**TASK DATA**
--------------------------------------------------
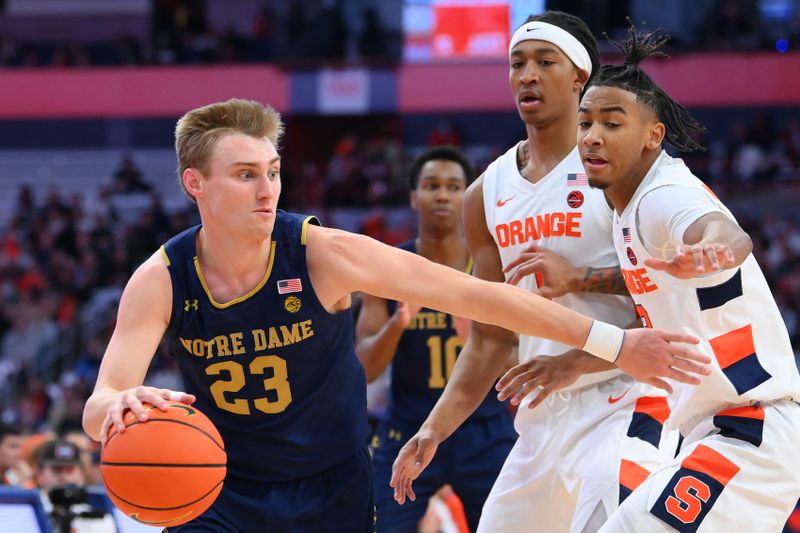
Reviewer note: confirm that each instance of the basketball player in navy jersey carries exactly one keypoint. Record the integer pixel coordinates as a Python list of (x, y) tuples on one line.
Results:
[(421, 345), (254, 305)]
--------------------------------------------------
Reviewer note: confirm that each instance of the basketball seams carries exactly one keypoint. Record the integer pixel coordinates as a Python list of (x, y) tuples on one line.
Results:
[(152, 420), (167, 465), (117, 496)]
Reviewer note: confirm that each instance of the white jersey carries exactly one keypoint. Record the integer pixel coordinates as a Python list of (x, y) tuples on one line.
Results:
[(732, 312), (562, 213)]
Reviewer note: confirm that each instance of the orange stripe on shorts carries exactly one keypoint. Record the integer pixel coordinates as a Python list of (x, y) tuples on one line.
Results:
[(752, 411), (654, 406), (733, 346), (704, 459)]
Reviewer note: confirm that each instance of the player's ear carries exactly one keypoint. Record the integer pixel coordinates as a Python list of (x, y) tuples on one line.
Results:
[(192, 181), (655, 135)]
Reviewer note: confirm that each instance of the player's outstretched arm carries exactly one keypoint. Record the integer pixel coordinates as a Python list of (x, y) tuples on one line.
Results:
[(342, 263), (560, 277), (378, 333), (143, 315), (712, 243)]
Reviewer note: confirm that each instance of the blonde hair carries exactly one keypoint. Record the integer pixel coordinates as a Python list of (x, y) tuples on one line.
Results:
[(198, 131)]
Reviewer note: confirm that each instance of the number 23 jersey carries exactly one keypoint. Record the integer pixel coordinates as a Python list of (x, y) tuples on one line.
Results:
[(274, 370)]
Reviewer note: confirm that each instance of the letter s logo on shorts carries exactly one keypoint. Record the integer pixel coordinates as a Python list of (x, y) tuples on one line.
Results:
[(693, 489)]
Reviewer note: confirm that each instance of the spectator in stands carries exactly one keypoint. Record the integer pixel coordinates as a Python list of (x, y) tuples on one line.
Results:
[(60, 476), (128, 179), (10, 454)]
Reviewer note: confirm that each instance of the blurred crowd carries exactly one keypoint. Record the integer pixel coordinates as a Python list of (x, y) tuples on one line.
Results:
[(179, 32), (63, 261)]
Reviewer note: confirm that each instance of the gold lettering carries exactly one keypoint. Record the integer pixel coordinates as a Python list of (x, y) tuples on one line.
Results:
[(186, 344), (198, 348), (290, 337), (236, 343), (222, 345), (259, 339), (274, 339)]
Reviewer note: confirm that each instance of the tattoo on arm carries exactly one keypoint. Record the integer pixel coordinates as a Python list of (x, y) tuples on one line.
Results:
--------------------------------------------------
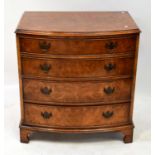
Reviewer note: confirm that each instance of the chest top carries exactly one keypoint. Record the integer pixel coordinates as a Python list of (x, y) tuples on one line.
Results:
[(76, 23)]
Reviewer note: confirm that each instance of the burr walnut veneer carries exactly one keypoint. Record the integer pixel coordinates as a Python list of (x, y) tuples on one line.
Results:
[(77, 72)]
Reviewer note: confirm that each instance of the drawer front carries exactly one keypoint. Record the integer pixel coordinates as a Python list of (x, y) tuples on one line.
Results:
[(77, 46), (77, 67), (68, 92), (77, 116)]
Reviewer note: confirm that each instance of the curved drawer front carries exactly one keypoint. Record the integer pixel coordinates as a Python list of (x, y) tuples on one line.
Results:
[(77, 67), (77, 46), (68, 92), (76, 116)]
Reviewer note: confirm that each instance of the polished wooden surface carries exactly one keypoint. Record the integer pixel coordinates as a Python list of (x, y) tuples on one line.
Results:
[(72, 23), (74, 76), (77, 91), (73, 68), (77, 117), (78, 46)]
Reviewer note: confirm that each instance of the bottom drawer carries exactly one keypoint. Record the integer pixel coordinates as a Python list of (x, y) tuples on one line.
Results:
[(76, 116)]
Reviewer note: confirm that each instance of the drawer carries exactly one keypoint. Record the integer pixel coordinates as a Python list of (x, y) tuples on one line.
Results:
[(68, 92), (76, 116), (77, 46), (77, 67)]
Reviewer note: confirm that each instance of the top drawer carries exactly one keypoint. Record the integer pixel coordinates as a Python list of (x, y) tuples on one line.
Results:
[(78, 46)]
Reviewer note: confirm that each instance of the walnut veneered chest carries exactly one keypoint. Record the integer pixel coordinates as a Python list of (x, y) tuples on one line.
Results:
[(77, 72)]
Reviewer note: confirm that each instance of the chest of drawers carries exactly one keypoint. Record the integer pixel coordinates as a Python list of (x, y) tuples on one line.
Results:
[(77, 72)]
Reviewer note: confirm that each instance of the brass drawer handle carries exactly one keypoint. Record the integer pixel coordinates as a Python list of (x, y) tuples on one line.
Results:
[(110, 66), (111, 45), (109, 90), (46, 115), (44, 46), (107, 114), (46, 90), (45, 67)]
--------------------------------------------------
Go through the entries above and copy every line containing "walnut".

**WRITTEN ANSWER**
Reviewer note: confirm that each instance of the burr walnut veneer carries exactly one keypoint. Record the integer pixel coordinates as a Python list of (x, y) tuples on one line.
Reviewer note: confirm that each instance of the walnut veneered chest carries exactly one keypoint. Record the integer pixel coordinates as a Python list of (x, y) tuples on one line.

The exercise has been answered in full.